*ROWS:*
· · · · · · ·
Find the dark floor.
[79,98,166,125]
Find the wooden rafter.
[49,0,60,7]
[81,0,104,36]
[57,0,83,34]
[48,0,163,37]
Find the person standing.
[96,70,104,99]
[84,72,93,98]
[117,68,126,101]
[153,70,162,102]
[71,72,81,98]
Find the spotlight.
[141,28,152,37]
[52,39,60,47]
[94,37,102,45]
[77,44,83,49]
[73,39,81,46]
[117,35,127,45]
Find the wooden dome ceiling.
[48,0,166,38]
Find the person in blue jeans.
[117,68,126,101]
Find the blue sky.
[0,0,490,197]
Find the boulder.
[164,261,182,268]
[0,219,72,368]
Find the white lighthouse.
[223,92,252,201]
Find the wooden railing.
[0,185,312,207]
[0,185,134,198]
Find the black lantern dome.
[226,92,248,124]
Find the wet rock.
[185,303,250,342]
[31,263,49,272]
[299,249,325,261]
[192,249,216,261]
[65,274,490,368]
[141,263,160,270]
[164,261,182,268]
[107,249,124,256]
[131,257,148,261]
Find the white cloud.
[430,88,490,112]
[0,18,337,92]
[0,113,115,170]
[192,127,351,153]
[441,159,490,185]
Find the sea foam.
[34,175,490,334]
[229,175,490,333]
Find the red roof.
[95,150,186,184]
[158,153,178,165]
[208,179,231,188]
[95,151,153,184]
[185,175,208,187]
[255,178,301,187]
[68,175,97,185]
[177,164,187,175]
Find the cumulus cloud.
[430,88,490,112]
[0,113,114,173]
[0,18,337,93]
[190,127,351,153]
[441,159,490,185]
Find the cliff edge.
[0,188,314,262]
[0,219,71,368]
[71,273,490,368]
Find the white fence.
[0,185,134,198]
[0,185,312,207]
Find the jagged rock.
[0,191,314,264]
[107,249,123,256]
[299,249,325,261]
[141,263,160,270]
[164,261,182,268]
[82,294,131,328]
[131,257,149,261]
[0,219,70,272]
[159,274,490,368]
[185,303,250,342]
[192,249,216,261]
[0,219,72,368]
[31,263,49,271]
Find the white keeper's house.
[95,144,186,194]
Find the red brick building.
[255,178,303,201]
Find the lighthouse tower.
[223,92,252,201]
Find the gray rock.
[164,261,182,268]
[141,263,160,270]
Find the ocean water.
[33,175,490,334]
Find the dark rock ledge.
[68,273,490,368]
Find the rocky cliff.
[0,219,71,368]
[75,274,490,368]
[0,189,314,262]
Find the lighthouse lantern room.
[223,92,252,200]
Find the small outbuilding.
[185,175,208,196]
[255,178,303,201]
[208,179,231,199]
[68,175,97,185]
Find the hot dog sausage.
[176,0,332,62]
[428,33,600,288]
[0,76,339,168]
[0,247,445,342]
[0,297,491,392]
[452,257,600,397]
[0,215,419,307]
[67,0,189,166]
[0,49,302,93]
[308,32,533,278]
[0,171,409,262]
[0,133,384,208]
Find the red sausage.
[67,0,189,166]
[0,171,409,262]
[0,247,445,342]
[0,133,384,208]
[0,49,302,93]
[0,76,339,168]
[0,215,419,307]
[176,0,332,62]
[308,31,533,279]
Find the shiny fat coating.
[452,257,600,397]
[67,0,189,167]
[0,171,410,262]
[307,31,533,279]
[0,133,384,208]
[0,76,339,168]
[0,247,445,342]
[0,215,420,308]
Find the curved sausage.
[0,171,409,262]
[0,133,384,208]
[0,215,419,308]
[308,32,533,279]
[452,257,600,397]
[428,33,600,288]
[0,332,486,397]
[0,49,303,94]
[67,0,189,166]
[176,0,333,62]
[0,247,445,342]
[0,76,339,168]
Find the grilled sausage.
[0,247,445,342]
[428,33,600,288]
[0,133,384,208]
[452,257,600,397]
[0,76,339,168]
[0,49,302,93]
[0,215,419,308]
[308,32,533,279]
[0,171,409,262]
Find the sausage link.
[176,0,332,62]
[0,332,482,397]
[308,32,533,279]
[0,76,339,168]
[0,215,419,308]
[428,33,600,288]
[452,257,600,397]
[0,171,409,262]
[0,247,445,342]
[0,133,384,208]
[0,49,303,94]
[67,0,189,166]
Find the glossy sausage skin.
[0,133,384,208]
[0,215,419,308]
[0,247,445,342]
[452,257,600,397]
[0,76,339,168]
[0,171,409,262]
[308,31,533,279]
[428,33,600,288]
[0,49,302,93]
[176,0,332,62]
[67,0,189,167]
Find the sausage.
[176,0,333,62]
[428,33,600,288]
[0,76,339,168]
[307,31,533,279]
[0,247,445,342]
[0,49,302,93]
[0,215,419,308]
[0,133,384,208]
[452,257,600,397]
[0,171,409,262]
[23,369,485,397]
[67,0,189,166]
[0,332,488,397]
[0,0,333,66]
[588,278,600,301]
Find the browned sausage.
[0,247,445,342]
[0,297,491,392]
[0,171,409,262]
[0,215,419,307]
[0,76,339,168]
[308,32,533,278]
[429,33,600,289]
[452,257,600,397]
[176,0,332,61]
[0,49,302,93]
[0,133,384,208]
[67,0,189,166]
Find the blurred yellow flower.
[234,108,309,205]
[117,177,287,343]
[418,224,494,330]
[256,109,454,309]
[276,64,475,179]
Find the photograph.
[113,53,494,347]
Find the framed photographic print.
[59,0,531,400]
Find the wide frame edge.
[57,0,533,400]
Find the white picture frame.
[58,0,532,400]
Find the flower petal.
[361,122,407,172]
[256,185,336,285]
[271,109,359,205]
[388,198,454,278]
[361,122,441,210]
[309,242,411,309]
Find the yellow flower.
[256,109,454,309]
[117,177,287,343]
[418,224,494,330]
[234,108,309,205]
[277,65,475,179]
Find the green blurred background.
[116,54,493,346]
· · · · · · ·
*PROBLEM REQUIREMENTS:*
Extract every line of the items above that contains the word "white".

*OUTPUT OF THE TASK:*
Find the white lighthouse.
Find the white cloud.
Find the white fence.
Find the white keeper's house.
Find the white picture frame.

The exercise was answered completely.